> **INSTRUCTION**:
Repeat each of the entries below word for word, leaving nothing out and changing nothing.

> **STORED RECORDS**:
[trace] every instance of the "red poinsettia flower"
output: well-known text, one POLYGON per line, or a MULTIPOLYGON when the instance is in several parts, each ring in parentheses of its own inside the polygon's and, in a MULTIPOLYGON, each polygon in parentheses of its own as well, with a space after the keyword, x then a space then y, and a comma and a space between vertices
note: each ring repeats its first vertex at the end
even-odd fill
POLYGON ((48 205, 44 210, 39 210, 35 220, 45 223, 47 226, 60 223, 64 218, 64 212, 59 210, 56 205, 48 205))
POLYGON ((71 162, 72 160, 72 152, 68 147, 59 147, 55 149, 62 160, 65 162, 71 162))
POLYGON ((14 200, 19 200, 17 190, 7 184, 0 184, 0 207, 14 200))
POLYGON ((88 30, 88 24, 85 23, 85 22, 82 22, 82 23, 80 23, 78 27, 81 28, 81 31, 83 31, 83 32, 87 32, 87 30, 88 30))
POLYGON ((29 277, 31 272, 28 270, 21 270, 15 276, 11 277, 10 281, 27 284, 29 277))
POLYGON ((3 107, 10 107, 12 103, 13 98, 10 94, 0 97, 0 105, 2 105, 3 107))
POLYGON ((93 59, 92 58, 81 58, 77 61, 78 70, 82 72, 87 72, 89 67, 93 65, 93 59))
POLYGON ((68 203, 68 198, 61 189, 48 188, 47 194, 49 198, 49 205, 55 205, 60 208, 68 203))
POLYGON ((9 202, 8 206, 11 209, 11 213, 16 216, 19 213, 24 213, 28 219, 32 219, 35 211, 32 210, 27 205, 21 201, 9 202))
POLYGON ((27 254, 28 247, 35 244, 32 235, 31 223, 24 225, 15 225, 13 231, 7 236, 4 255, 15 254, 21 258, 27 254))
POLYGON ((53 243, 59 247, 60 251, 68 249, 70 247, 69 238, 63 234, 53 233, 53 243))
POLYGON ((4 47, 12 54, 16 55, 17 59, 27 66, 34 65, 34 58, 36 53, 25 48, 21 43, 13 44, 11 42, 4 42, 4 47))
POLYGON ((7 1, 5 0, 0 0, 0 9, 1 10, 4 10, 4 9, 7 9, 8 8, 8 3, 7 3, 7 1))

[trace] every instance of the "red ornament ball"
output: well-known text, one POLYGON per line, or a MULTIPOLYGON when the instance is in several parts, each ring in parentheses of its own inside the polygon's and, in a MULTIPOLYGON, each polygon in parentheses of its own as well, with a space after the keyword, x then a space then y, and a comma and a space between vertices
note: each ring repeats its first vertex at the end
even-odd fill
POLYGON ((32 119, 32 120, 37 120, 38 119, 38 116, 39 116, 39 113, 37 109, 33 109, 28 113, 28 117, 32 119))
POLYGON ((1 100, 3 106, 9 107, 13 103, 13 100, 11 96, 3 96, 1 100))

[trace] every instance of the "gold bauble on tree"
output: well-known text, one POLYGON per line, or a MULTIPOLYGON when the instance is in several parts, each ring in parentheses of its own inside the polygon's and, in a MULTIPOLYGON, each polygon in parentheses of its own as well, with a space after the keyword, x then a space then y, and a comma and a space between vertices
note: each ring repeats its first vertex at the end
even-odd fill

> **COMPLETED EXERCISE**:
[trace] every instance of the "red poinsettia flower"
output: well-known text, one POLYGON per line, or a MULTIPOLYGON when the instance is in several parts, each ring in parentheses of its own inside the polygon's and, in a MULTIPOLYGON, each polygon in parentheses of its own as well, with a space after the keyword, x then a space then y, and a comma and a space between vertices
note: each ring repeats its first vertex at the end
even-odd fill
POLYGON ((48 205, 44 210, 39 210, 35 220, 45 223, 47 226, 60 223, 64 218, 64 212, 59 210, 56 205, 48 205))
POLYGON ((71 162, 72 160, 72 152, 68 147, 59 147, 55 149, 62 160, 65 162, 71 162))
POLYGON ((14 200, 19 200, 17 190, 7 184, 0 184, 0 207, 14 200))
POLYGON ((88 30, 88 24, 85 23, 85 22, 82 22, 82 23, 80 23, 78 27, 81 28, 81 31, 83 31, 83 32, 87 32, 87 30, 88 30))
POLYGON ((29 277, 31 272, 28 270, 21 270, 15 276, 11 277, 10 281, 27 284, 29 277))
POLYGON ((3 107, 10 107, 12 103, 13 98, 10 94, 0 97, 0 105, 2 105, 3 107))
POLYGON ((93 59, 92 58, 81 58, 77 61, 78 70, 82 72, 87 72, 89 67, 93 65, 93 59))
POLYGON ((68 203, 68 198, 61 189, 48 188, 47 194, 49 198, 49 205, 55 205, 60 208, 68 203))
POLYGON ((9 202, 8 206, 11 209, 11 213, 16 216, 19 213, 24 213, 28 219, 32 219, 35 211, 32 210, 27 205, 21 201, 9 202))
POLYGON ((27 254, 28 247, 35 244, 32 235, 31 223, 24 225, 15 225, 13 231, 7 236, 4 255, 15 254, 21 258, 27 254))
POLYGON ((53 243, 59 247, 60 251, 68 249, 70 247, 69 238, 63 234, 53 233, 53 243))
POLYGON ((4 47, 12 54, 16 55, 17 59, 27 66, 34 65, 34 58, 36 53, 25 48, 21 43, 13 44, 11 42, 4 42, 4 47))
POLYGON ((7 1, 5 0, 0 0, 0 9, 1 10, 4 10, 4 9, 7 9, 8 8, 8 3, 7 3, 7 1))

[trace] every instance of the "red ornament ball"
output: well-known text, one POLYGON per line, or a MULTIPOLYGON when the instance is in several parts, each ring in parentheses of its own inside the polygon's and, in a MULTIPOLYGON, each polygon in parentheses of its own as well, with a space after the keyword, x then a space then y, and a comma and a space between vertices
note: each ring repeats its first vertex at the end
even-odd fill
POLYGON ((32 119, 32 120, 37 120, 38 119, 38 116, 39 116, 39 113, 37 109, 33 109, 28 113, 28 117, 32 119))
POLYGON ((1 100, 3 106, 9 107, 13 103, 13 100, 11 96, 3 96, 1 100))

[trace] every instance of the "gold bauble on tree"
output: well-known text, one POLYGON per line, or a MULTIPOLYGON when the instance is in several parts, each ring in parentheses of its own inside the polygon's and, in a MULTIPOLYGON, each polygon in parentheses of its own as well, with a space after the keyword, x then a space then y, and a comma and a space between vertices
note: each ring repeats its first vertex at the end
even-odd fill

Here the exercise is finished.